Saved data entries:
┄┄┄┄┄┄┄┄┄┄
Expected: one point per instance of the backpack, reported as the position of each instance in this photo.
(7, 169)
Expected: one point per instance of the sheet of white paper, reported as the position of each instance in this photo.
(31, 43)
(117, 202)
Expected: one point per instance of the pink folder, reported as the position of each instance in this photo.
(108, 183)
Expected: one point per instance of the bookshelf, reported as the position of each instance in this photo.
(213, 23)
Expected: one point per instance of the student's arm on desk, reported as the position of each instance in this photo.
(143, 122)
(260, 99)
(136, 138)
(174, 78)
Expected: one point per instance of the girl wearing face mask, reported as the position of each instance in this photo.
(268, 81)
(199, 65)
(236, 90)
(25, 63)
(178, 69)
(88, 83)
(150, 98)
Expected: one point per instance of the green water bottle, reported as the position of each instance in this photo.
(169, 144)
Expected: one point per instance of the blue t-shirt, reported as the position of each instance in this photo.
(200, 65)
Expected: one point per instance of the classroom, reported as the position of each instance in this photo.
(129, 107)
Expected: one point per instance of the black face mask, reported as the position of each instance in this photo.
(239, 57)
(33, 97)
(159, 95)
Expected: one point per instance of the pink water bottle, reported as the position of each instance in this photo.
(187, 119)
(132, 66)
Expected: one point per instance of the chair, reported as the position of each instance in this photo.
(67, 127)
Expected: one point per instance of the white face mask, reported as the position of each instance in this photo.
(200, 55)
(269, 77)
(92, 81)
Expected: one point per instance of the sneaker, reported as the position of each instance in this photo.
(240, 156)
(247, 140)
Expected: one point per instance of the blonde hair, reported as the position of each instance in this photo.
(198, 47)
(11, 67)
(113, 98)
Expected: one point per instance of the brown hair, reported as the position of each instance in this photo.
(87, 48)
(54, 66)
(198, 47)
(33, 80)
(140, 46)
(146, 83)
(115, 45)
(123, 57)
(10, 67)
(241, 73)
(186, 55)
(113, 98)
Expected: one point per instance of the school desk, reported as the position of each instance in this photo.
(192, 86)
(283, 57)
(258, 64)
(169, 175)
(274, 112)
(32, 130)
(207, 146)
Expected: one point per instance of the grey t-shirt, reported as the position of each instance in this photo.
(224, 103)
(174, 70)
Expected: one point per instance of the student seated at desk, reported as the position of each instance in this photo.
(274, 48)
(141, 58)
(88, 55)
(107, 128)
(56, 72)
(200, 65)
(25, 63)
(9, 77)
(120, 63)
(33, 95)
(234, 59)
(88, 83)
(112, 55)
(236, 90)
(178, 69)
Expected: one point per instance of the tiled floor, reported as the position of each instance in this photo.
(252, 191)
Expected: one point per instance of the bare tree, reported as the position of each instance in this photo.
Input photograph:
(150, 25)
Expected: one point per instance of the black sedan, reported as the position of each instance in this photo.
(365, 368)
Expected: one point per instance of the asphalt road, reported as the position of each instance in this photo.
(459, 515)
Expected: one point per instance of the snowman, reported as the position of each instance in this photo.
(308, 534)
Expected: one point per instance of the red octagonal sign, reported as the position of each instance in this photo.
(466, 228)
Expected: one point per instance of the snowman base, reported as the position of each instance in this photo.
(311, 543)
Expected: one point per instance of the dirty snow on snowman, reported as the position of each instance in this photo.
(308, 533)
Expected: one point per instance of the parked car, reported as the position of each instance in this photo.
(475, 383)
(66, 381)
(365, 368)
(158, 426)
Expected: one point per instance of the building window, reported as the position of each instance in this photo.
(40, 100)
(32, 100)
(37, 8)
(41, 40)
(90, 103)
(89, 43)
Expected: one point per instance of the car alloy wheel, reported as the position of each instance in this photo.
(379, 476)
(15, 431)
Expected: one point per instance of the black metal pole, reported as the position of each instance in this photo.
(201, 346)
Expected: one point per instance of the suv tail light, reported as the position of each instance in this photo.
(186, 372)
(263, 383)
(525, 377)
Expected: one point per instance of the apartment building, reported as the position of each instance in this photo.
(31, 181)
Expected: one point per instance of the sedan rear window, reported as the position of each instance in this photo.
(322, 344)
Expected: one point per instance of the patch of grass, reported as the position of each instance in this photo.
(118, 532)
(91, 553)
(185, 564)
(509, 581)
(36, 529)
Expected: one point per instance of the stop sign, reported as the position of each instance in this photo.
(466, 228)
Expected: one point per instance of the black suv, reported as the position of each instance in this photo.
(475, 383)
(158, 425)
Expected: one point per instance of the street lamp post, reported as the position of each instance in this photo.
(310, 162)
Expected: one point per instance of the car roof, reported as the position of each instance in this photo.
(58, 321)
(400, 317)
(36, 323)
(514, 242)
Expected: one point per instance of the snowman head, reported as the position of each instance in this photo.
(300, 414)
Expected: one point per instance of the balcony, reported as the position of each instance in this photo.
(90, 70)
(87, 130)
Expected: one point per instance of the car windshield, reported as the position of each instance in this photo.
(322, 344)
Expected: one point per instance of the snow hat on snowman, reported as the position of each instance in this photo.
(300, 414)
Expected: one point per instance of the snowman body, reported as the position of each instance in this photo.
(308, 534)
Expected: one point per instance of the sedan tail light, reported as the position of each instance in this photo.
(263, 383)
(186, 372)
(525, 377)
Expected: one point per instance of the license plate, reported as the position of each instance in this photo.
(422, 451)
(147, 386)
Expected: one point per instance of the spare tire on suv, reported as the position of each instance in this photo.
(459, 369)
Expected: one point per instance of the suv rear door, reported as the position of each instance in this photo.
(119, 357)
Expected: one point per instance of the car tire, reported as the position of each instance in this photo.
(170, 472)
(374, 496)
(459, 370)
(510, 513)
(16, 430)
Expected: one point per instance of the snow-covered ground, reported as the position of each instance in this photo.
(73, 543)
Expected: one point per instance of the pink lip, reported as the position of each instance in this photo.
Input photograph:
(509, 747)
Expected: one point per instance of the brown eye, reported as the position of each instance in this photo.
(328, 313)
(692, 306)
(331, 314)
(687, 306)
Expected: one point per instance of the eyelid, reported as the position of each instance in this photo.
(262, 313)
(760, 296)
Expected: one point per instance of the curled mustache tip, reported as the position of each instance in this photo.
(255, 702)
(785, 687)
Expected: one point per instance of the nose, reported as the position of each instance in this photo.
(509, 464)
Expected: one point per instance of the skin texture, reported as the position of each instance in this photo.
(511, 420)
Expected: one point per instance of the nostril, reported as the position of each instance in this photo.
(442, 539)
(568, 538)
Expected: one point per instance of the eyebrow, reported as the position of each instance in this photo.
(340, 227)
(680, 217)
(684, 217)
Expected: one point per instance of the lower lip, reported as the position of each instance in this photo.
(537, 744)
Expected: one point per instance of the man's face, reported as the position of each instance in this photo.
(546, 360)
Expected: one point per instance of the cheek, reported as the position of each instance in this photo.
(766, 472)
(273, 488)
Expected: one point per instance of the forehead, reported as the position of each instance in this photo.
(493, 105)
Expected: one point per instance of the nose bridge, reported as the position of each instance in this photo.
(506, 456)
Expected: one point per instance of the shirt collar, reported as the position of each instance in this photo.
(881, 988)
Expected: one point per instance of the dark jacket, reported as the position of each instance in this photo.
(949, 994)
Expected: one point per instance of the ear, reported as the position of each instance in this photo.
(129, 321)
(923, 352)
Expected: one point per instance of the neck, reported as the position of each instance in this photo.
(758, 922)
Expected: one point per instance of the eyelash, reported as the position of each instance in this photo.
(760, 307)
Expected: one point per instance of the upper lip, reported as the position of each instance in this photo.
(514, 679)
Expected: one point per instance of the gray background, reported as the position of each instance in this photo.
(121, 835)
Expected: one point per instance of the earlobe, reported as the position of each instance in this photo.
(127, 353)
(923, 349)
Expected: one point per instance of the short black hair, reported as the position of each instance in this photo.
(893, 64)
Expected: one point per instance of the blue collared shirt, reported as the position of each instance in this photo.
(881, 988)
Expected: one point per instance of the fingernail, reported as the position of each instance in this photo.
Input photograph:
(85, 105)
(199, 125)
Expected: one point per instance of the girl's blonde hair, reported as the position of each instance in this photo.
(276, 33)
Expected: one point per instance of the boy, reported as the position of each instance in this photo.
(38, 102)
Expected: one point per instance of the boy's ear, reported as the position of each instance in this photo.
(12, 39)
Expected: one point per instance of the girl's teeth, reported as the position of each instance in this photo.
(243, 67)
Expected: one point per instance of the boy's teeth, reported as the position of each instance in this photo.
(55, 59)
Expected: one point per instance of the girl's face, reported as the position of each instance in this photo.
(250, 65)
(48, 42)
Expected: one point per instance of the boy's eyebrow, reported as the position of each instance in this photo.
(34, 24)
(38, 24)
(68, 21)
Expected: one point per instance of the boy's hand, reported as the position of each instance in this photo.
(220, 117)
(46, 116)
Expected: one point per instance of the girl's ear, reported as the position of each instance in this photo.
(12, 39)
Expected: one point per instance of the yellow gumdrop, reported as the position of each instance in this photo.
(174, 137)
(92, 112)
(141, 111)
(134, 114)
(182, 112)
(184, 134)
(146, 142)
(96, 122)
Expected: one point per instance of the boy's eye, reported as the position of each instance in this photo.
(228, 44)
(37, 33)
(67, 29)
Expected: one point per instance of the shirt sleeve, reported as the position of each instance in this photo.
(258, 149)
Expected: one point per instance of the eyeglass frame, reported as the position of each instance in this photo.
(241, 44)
┄┄┄┄┄┄┄┄┄┄
◆ WORK ORDER:
Copy out exactly the lines from the one containing "Expected: one point per instance of the boy's ear, reported" through the last line above, keeping both end lines.

◆ COMPLETED TASK:
Expected: one point per instance of the boy's ear, reported as the position of each instance in this photo.
(12, 39)
Expected: one point per instance of the girl's teeth, reported as the position of each instance in this photo.
(243, 67)
Expected: one point per instance of the boy's teeth, reported as the position of each instance in this photo.
(55, 59)
Expected: one point per instance of the girl's face, reported as the position of each instance in this photo.
(250, 65)
(48, 42)
Expected: one point per instance of the boy's eyebrow, reported as the position of each instance in this photo.
(34, 24)
(38, 24)
(68, 21)
Expected: one point per instance of the boy's hand, reported as the position of each instance in this photo.
(220, 117)
(46, 116)
Expected: one point per instance of the girl's ear, reported as the position of each instance in this photo.
(12, 39)
Expected: one point per instance of the yellow gumdrop, reported as the position of each instance in this photo.
(174, 137)
(92, 112)
(141, 111)
(134, 114)
(182, 112)
(184, 134)
(146, 142)
(96, 122)
Expected: one point per instance of the boy's eye, reported as the position of each instance in this photo.
(228, 44)
(37, 33)
(67, 29)
Expected: one point per instance of the shirt sleeve, reported as the position of each instance in this photo.
(258, 149)
Expected: one point per instance of the eyeglass frame, reported as the position of each instance in this photo.
(241, 44)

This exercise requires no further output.